__Tâche à faire__.
Sélectionnez chaque ligne des enregistrements ci-dessous qui contient la chaîne « street ». Respectez la casse.

(Entrées de données enregistrées)
***
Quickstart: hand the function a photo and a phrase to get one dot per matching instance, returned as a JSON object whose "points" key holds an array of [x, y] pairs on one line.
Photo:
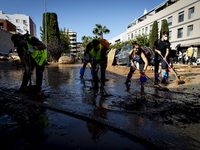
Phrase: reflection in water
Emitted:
{"points": [[96, 131]]}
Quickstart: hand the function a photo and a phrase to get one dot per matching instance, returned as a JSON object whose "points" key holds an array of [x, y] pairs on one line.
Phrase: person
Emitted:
{"points": [[137, 60], [161, 49], [98, 52], [190, 53], [32, 54], [86, 59], [180, 57]]}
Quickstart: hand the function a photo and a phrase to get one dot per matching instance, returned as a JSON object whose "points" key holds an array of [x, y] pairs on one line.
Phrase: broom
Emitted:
{"points": [[160, 88], [178, 78]]}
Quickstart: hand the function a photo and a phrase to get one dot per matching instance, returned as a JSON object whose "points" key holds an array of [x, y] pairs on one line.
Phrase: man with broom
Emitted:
{"points": [[98, 52], [32, 54], [161, 48]]}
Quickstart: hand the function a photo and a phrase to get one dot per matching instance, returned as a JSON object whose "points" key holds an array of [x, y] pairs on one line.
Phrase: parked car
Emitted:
{"points": [[122, 54]]}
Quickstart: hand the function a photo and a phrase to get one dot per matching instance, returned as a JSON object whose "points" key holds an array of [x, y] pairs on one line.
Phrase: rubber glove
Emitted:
{"points": [[31, 49]]}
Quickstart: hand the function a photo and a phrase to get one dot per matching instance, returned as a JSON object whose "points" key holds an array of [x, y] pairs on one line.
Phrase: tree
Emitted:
{"points": [[164, 27], [55, 49], [64, 38], [52, 27], [142, 40], [99, 30], [153, 35]]}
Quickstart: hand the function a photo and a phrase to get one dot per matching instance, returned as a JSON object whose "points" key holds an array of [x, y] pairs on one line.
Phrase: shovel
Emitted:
{"points": [[160, 87], [99, 80], [177, 77]]}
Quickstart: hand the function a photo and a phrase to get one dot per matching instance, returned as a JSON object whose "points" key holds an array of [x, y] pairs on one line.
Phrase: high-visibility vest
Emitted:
{"points": [[38, 55], [96, 55], [190, 51]]}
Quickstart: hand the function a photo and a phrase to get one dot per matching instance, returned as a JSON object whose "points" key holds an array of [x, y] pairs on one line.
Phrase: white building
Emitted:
{"points": [[183, 18], [22, 22]]}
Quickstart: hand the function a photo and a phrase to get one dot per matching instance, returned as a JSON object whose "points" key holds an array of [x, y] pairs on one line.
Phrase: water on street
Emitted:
{"points": [[73, 116]]}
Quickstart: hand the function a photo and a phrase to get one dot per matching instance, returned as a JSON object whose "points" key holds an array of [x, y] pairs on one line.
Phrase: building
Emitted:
{"points": [[183, 18], [79, 47], [73, 37], [22, 22], [7, 25]]}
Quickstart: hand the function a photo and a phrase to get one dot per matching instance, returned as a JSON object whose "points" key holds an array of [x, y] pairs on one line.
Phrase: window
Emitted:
{"points": [[191, 13], [181, 17], [1, 25], [17, 21], [24, 21], [18, 27], [150, 28], [25, 28], [146, 30], [190, 30], [170, 21], [170, 35], [158, 25], [180, 33]]}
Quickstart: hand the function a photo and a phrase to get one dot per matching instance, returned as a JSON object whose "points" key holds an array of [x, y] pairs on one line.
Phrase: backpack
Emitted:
{"points": [[105, 43], [145, 50]]}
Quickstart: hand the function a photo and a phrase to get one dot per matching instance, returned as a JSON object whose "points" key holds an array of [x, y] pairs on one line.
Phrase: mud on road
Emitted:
{"points": [[165, 119]]}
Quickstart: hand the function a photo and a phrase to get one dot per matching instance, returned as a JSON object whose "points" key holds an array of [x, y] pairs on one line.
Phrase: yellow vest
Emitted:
{"points": [[97, 55], [190, 51], [38, 55]]}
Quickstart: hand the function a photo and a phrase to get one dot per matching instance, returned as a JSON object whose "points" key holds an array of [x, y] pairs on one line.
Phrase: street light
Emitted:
{"points": [[45, 27]]}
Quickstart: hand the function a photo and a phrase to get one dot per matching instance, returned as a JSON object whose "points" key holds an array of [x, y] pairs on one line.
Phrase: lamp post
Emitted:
{"points": [[45, 27]]}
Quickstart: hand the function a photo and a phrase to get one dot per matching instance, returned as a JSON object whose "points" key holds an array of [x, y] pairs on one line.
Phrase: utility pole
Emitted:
{"points": [[45, 27]]}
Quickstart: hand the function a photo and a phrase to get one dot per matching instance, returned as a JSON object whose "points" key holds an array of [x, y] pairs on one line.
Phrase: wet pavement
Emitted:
{"points": [[72, 116]]}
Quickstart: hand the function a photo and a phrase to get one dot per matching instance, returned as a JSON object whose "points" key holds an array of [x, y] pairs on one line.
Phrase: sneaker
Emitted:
{"points": [[21, 90], [127, 83], [156, 81]]}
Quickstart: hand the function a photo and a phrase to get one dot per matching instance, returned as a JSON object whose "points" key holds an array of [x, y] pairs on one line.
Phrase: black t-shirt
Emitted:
{"points": [[162, 46], [34, 42]]}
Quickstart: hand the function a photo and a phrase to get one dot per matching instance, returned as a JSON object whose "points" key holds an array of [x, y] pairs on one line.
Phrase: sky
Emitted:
{"points": [[80, 16]]}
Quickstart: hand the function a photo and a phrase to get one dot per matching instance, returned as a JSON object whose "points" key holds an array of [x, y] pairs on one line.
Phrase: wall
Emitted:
{"points": [[5, 41]]}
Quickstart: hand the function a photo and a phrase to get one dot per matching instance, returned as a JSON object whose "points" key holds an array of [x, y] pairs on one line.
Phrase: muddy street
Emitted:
{"points": [[70, 115]]}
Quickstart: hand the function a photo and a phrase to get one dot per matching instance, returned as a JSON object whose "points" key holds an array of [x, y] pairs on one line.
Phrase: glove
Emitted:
{"points": [[97, 66], [31, 49], [128, 64], [27, 70], [87, 57]]}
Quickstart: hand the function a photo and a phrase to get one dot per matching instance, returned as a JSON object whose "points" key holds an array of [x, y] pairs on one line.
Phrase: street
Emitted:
{"points": [[73, 116]]}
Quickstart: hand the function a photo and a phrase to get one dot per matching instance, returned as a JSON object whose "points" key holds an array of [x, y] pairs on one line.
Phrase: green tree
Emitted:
{"points": [[64, 37], [153, 35], [142, 40], [99, 30], [164, 27], [52, 27]]}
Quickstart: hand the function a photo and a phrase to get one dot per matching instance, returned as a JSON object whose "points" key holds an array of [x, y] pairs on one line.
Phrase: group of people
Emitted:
{"points": [[188, 56], [139, 61], [33, 54]]}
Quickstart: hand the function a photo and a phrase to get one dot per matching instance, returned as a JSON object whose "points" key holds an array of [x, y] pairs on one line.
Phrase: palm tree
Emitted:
{"points": [[99, 30]]}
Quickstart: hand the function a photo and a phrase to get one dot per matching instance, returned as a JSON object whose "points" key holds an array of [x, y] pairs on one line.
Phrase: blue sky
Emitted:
{"points": [[81, 15]]}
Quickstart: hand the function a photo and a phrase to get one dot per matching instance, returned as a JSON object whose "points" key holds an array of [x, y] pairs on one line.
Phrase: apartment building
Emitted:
{"points": [[73, 37], [22, 22], [183, 18], [7, 25]]}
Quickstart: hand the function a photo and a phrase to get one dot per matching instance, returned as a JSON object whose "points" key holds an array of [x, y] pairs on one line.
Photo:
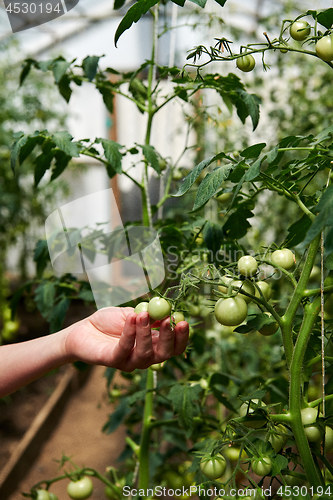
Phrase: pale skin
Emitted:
{"points": [[113, 336]]}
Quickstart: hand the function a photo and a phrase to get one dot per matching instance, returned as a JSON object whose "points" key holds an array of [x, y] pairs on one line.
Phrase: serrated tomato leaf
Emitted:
{"points": [[211, 185], [324, 209], [133, 15]]}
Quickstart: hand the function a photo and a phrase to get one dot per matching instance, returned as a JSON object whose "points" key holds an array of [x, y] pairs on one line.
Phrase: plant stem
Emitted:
{"points": [[298, 294], [143, 481], [296, 370]]}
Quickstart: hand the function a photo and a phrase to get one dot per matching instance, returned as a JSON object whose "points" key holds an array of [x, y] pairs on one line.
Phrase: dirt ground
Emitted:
{"points": [[79, 436]]}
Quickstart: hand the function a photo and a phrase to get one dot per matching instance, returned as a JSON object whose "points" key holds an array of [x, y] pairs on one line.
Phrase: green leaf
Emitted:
{"points": [[324, 135], [113, 155], [26, 68], [253, 151], [190, 179], [150, 154], [251, 107], [118, 4], [324, 217], [64, 141], [59, 68], [90, 66], [200, 3], [64, 88], [297, 231], [254, 169], [62, 160], [42, 163], [237, 223], [58, 314], [16, 148], [278, 464], [210, 185], [44, 297], [184, 399], [133, 15]]}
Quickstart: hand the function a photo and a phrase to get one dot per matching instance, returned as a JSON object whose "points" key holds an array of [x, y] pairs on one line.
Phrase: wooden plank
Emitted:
{"points": [[43, 424]]}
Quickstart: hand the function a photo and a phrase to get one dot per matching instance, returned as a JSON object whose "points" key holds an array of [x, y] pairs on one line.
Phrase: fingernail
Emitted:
{"points": [[145, 320], [183, 328]]}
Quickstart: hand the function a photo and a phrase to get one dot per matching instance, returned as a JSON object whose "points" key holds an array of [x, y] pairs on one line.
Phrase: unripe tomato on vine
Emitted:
{"points": [[213, 467], [299, 30], [159, 308], [284, 258], [80, 489], [247, 266], [231, 311], [324, 48], [261, 466], [246, 63]]}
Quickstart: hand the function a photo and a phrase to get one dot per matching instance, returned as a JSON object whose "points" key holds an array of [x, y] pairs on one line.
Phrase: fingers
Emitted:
{"points": [[181, 337], [144, 346], [166, 342], [127, 339]]}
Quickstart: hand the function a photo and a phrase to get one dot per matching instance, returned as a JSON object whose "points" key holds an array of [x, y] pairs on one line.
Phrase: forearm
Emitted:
{"points": [[24, 362]]}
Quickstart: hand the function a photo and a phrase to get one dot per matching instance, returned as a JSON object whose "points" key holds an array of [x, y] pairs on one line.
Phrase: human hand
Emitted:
{"points": [[118, 337]]}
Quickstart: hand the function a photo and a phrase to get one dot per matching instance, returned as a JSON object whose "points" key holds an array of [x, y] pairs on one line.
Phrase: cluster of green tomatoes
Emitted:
{"points": [[232, 311], [299, 30]]}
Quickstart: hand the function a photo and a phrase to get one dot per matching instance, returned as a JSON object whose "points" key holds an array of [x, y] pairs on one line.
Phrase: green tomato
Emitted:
{"points": [[141, 307], [213, 467], [232, 453], [231, 311], [313, 433], [328, 438], [81, 489], [178, 316], [247, 265], [42, 495], [324, 48], [265, 289], [270, 328], [278, 437], [309, 415], [261, 466], [256, 421], [246, 63], [247, 286], [159, 308], [173, 479], [299, 30], [157, 367], [108, 492], [284, 258]]}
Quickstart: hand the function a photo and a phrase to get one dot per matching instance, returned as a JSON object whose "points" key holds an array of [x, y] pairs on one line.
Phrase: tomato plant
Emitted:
{"points": [[230, 255], [213, 467], [283, 258], [230, 312], [261, 466], [300, 30], [247, 265], [159, 308], [246, 63], [324, 48], [80, 489]]}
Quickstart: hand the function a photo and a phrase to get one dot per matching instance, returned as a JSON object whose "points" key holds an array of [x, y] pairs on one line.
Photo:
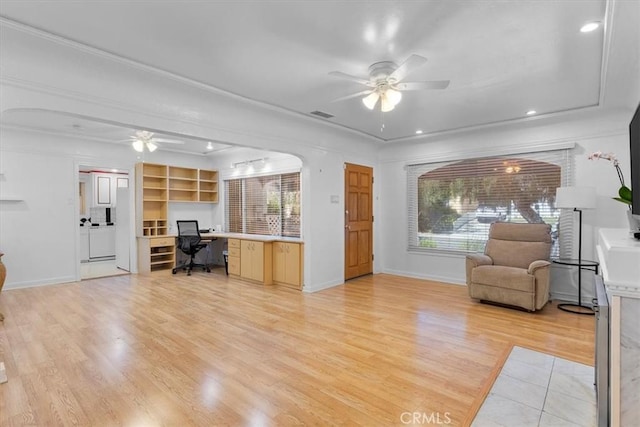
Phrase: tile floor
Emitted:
{"points": [[537, 389], [92, 270]]}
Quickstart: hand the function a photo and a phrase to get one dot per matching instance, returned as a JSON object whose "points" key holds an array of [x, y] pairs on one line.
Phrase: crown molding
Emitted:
{"points": [[91, 50]]}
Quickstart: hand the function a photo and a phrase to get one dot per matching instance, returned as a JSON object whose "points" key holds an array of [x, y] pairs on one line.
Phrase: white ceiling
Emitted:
{"points": [[503, 58]]}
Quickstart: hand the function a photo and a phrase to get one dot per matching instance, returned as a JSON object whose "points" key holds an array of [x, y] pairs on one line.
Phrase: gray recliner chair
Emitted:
{"points": [[514, 269]]}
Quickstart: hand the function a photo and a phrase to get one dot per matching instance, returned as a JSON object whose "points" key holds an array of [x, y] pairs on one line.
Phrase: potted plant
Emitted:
{"points": [[625, 195]]}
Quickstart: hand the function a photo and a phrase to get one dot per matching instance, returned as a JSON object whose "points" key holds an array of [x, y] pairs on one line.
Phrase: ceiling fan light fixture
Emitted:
{"points": [[138, 145], [371, 100], [393, 96], [386, 105], [590, 26]]}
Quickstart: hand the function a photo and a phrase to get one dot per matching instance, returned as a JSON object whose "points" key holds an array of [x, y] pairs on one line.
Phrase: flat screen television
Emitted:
{"points": [[634, 144]]}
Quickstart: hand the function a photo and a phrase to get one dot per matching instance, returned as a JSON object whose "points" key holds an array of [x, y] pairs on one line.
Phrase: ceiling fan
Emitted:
{"points": [[142, 138], [386, 84]]}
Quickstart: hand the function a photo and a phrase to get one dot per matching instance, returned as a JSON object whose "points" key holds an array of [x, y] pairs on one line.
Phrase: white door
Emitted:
{"points": [[123, 228]]}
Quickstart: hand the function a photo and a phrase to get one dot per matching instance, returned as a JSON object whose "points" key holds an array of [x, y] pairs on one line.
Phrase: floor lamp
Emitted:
{"points": [[577, 198]]}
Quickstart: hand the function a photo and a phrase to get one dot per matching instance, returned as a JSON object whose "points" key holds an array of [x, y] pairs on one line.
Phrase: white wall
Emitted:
{"points": [[50, 74], [597, 131], [41, 230]]}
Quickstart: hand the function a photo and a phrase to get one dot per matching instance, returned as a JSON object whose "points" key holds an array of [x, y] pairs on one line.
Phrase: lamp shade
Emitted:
{"points": [[575, 197]]}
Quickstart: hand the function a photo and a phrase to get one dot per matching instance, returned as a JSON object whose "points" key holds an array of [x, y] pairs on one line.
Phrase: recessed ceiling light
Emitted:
{"points": [[590, 26]]}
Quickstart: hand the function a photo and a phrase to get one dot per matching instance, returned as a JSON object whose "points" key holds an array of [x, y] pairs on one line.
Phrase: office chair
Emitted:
{"points": [[190, 243]]}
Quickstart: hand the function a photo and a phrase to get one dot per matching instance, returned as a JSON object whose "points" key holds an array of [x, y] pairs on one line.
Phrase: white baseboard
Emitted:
{"points": [[322, 286], [36, 283], [435, 278]]}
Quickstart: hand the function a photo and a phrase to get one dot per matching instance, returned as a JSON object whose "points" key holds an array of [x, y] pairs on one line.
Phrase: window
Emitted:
{"points": [[452, 204], [268, 205]]}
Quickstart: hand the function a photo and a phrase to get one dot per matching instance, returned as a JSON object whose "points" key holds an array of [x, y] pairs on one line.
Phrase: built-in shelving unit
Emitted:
{"points": [[157, 186], [183, 184], [152, 193], [208, 186]]}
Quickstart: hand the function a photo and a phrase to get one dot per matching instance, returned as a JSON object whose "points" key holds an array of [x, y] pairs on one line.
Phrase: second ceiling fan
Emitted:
{"points": [[385, 83]]}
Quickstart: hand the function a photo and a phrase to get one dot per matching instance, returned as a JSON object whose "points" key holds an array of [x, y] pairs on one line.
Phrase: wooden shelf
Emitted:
{"points": [[208, 186]]}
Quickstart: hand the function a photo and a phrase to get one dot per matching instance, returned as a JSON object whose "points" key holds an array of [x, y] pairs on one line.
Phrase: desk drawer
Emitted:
{"points": [[234, 265], [162, 241]]}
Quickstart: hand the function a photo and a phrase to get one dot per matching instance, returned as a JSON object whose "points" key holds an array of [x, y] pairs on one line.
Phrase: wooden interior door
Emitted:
{"points": [[358, 227]]}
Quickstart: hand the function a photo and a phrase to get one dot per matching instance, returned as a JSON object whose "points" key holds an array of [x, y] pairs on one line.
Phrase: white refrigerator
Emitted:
{"points": [[123, 229]]}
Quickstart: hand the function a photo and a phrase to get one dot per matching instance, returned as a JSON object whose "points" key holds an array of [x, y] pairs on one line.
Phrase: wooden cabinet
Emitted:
{"points": [[183, 184], [287, 264], [254, 261], [193, 185], [151, 200], [208, 186], [156, 253], [156, 186], [233, 249]]}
***
__Solution__.
Phrase: water on street
Phrase: street light
Phrase: muddy street
Phrase: street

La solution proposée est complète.